PAGE EXCERPT:
What’s even stranger is that even after they must have known there was an error, they confiscated the family’s property. How can you possibly justify that?
If this continues, sooner or later, there will be bloodshed. There are citizens who simply will not stand for this type of illegal intrusion. Only God knows where that will lead. Or how Trump will paint it.
This has been my prediction ever since this started. At some point, someone is going to say no. And refuse to open the door or cooperate. I personally would not stand for this in any way, shape or form if they showed up my house. My assumption is that the government will go to great lengths of paint this family as some kind of criminal gang. Or they are involved in some kind of criminality. That’s seem to be the go to move now.
Innocent people caught in legal nightmares like this rarely see justice. Even if wrongfully executed no-knock warrants are statistically rare, that doesn’t make them acceptable—it just makes them easier to ignore. Because these incidents are infrequent, there’s little pressure for systemic change, and victims are left without recourse.

TASK REQUIREMENTS:
Write the next part of the comments about the mistaken no-knock warrant, starting after the last comment. The data that comes next is separate material and is unrelated to the comments above.

EXTRACTED DATA:

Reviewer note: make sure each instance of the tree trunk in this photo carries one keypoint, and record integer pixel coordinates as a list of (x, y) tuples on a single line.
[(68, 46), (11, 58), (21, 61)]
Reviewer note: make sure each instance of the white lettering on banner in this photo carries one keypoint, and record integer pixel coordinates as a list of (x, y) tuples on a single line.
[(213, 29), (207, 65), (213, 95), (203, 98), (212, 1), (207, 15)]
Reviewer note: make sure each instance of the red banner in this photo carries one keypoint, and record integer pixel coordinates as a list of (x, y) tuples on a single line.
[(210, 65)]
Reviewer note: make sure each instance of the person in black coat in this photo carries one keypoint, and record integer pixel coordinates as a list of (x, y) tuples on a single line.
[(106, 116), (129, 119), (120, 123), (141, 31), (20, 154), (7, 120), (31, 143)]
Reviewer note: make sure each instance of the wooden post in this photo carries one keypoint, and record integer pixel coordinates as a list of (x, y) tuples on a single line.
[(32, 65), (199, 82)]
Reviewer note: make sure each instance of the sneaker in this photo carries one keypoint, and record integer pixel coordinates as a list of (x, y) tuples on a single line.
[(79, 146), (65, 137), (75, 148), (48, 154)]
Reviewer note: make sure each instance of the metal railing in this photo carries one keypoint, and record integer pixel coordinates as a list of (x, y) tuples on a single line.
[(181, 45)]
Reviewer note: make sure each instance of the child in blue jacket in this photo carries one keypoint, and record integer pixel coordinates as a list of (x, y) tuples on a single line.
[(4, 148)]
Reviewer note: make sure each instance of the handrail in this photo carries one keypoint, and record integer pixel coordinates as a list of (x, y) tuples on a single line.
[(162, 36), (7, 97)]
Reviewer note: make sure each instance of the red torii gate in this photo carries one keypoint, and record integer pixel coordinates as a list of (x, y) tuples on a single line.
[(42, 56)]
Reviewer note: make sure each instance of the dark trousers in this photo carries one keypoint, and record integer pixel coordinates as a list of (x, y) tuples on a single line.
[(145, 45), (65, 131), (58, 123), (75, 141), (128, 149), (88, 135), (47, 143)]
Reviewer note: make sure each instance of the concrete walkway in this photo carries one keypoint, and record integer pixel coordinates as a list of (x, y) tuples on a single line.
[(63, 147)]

RESULT:
The problem goes beyond faulty warrants. Even when a warrant is valid, the tactics used are often excessive and dehumanizing. It doesn’t matter if the targets are a terrified family, an elderly couple, or even children—law enforcement frequently acts as if every home harbors a Rambo-level threat. Once you’re caught in the machine, your rights seem to vanish.
Worse, recovering seized property or money requires hiring a lawyer—an unfair burden on innocent citizens. If someone can prove they were wrongfully targeted, there should be an automatic, expedited process for returning their belongings—not another legal battle.
The most frustrating part? This case will likely become just another talking point. Attorneys and commentators will dissect its flaws, acknowledge the injustice, and then… nothing will change. No meaningful reforms, no accountability for reckless policing, and no protection for the next innocent family in the crosshairs. Until that changes, citizens will keep paying the price for the state’s mistakes.
[Ed. Note: Was this written by an AI bot for posting on reddit?]
With impunity comes great abuse. Maybe it’s different at the federal level, but the warrants I’ve granted all contain one of those “oaths or affirmations” describing the persons/things to be found and seized.
So some agent swore to a judge that he and his crew would find Mr. X at that address. He didn’t. He lied to the judge. Perhaps a couple of years for perjury and/or contempt might send an interesting and useful message to law enforcement.
But that presumes that the State wants that behavior to change, of course.
.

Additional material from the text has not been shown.